→ **EXERCISE DESCRIPTION**: Set down all of the records exactly.

· · · · ·

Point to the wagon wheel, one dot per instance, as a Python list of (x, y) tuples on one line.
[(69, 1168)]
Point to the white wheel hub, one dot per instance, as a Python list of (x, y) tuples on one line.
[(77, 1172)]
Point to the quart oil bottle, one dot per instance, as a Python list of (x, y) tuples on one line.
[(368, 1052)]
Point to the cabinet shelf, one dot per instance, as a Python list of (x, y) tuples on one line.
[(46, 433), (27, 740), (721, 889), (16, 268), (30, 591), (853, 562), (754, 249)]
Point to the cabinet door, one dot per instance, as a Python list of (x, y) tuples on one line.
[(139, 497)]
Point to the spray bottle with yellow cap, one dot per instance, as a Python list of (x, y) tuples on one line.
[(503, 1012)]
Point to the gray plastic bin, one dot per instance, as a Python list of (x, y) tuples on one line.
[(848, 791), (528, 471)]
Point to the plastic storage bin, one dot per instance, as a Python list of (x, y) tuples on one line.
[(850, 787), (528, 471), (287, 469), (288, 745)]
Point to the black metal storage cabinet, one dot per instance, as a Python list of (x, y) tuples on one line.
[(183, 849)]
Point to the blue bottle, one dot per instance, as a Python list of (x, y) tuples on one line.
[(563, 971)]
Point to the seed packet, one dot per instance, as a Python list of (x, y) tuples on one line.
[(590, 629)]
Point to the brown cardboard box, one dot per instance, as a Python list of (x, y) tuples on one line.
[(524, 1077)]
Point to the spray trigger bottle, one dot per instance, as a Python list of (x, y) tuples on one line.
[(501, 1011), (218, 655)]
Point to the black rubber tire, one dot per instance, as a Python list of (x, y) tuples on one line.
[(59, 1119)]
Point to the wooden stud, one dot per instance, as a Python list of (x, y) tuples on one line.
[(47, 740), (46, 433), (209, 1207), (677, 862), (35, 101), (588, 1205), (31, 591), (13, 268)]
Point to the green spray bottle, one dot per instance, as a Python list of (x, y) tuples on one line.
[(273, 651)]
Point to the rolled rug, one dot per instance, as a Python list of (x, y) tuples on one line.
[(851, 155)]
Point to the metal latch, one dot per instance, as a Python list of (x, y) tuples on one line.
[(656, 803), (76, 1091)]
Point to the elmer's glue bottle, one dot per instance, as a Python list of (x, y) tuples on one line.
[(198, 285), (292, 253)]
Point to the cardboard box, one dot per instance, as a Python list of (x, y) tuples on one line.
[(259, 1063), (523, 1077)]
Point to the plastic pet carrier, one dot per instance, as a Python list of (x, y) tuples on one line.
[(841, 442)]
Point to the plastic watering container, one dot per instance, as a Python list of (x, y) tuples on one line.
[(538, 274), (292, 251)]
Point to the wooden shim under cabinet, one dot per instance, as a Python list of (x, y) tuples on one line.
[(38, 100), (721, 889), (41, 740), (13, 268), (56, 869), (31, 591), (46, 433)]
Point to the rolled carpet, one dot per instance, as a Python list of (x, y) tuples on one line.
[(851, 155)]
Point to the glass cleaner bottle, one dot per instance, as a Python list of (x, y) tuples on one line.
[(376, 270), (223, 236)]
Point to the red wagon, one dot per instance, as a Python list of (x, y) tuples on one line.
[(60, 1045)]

· · · · ·

→ **EXERCISE SOLUTION**:
Point to the wagon wheel, one dot per instance, as a Python list of (x, y) tuples on one line.
[(69, 1168)]
Point to the white wheel hub, one dot per instance, as a Python list of (x, y) tuples on one line.
[(77, 1172)]
Point to the quart oil bottle, one dot per instance, as a Python list of (x, y) tuples on one line.
[(368, 1052)]
Point to the cabinet shelf, one dot per instance, as a Python list of (x, y) tuples on one line.
[(46, 433), (27, 740), (721, 889), (16, 268), (30, 591), (853, 562), (754, 249)]
Point to the cabinet door, one dot per instance, as a Python list of (x, y) tuples on one line.
[(139, 497)]
Point to the spray bottle with yellow cap, one dot per instance, as a Python list of (x, y) tuples on one line.
[(503, 1012)]
Point to the gray plastic bin, one dot per instance, as a Python list of (x, y) tuples on one line.
[(848, 791), (528, 471)]
Point to the plastic storage bin, one dot per instance, as a Python list of (x, y) tuples on one line.
[(850, 787), (528, 471), (287, 469), (288, 745)]
Point to the black metal storage cabinet, one dot per instance, as a Python list of (x, y) tuples on one line.
[(183, 849)]
Point to the blue bottle, one dot per instance, as a Python list of (x, y) tuples on one line.
[(563, 971)]
Point to the seed packet, one dot per instance, as a Python list of (x, y) tuples on one line.
[(590, 629)]
Point to the brown cardboard box, one dot per instance, as a Python list of (x, y) tuples on one line.
[(524, 1077)]
Point to the spray trigger bottle, one dot per instance, as a Python list of (x, y) tuples on one line.
[(501, 1011), (218, 655)]
Point to the black rubber tire, one dot per instance, as a Python list of (x, y) tuples on one line.
[(59, 1119)]
Point to the wooden stud, one dot per instance, as a Python list of (x, y) tuples on one line.
[(47, 740), (46, 433), (209, 1207), (677, 862), (35, 101), (588, 1205), (31, 591), (13, 268)]
Point to the green spray bottle, one dot per instance, as a Python list of (x, y) tuples on one line.
[(273, 651)]
Point to the rolled rug, one dot per instance, as a Python list of (x, y) tuples on one line.
[(851, 155)]
Point to the metal latch, one dot per instance, as a Python list of (x, y) tuples on one line.
[(656, 803), (76, 1091)]
Point to the elmer's glue bottle, one dot per instance, as a Python list of (x, y) tuples on one line.
[(198, 285), (292, 253)]
Point to the cardboard box, one dot per instance, as a Python list of (x, y) tuples on one line.
[(259, 1063), (523, 1077)]
Point to the plastic pet carrier, one dot per instance, as a Python list of (x, y) tuples on one line.
[(841, 442)]
Point to the plastic watering container, one dot per instance, as a Python list of (x, y) tuples on one line.
[(538, 274), (292, 251)]
Point to the wooden shim under cabinet, one dot per instance, as a Python list of (x, y) tuples on one line.
[(38, 100), (721, 889), (41, 740), (13, 268), (56, 869), (31, 591), (46, 433)]
Point to the rolled carpet, one dot per instance, as a Python list of (x, y) tuples on one line.
[(851, 155)]
Point to the glass cleaner bottle, one dot per instance, as a Python list of (x, y) tuples on one line.
[(376, 270), (223, 236)]
Point to the red wagon, one dot per instance, as a Python list of (x, y) tuples on one line.
[(60, 1045)]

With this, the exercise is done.